→ **WORK TO DO**: Reproduce, word for word, only the lines of the records from the line containing "the photo below." up to and including the line containing "pixel 324 263". Omit the pictures.

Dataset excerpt

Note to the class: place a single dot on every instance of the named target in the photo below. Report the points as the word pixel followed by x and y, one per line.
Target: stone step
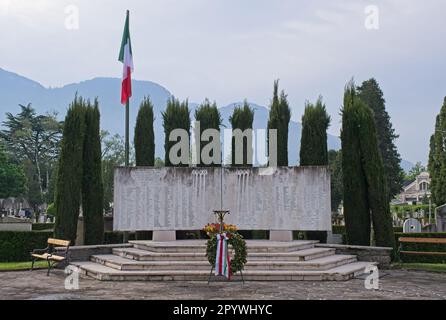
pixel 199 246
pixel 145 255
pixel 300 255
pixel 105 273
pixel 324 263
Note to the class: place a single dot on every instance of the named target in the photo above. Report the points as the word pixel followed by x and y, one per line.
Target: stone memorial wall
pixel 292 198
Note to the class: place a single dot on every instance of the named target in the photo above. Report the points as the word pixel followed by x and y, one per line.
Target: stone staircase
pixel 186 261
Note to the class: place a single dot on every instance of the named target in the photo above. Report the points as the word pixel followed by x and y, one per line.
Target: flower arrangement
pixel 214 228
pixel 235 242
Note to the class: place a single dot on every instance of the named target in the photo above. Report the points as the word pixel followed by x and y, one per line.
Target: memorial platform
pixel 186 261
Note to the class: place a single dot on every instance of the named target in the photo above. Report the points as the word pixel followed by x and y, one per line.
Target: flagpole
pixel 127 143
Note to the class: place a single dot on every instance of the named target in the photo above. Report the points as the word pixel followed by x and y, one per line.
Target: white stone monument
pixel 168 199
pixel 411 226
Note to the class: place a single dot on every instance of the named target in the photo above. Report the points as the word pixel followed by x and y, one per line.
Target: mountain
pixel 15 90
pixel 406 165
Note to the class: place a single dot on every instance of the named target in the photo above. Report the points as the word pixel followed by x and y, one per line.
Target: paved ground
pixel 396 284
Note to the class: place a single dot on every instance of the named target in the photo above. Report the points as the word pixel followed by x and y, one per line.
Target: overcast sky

---

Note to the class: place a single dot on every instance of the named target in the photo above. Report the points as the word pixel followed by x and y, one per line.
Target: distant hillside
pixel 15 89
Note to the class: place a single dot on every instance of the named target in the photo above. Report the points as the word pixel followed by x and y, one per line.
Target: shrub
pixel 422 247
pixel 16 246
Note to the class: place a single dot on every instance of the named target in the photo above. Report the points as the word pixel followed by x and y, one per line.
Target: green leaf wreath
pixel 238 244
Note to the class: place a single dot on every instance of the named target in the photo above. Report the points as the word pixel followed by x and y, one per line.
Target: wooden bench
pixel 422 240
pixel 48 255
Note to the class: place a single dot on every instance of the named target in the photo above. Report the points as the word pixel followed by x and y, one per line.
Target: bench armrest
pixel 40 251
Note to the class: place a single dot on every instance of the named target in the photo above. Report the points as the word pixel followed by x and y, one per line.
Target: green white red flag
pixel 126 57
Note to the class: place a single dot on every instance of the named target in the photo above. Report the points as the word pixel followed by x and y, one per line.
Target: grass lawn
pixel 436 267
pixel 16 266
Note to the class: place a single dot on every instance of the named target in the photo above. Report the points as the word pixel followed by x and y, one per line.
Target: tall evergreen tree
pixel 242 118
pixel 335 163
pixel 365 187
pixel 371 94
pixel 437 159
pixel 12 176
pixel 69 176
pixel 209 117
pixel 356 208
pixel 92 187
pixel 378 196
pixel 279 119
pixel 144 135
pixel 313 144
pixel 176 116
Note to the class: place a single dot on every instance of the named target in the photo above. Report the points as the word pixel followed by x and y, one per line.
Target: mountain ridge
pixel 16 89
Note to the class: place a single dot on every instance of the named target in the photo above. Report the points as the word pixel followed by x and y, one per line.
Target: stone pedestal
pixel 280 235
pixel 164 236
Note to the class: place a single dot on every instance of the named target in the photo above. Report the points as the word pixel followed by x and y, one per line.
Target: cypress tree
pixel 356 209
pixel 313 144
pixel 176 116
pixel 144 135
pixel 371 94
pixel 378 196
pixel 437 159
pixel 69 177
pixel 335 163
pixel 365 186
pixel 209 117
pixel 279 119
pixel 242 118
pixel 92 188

→ **FULL RESPONSE**:
Note to the class: place a single dot on every instance of the named target in the photo below. Report the points as the word pixel followed by x and y, one per line.
Target: stone step
pixel 199 246
pixel 145 255
pixel 300 255
pixel 105 273
pixel 324 263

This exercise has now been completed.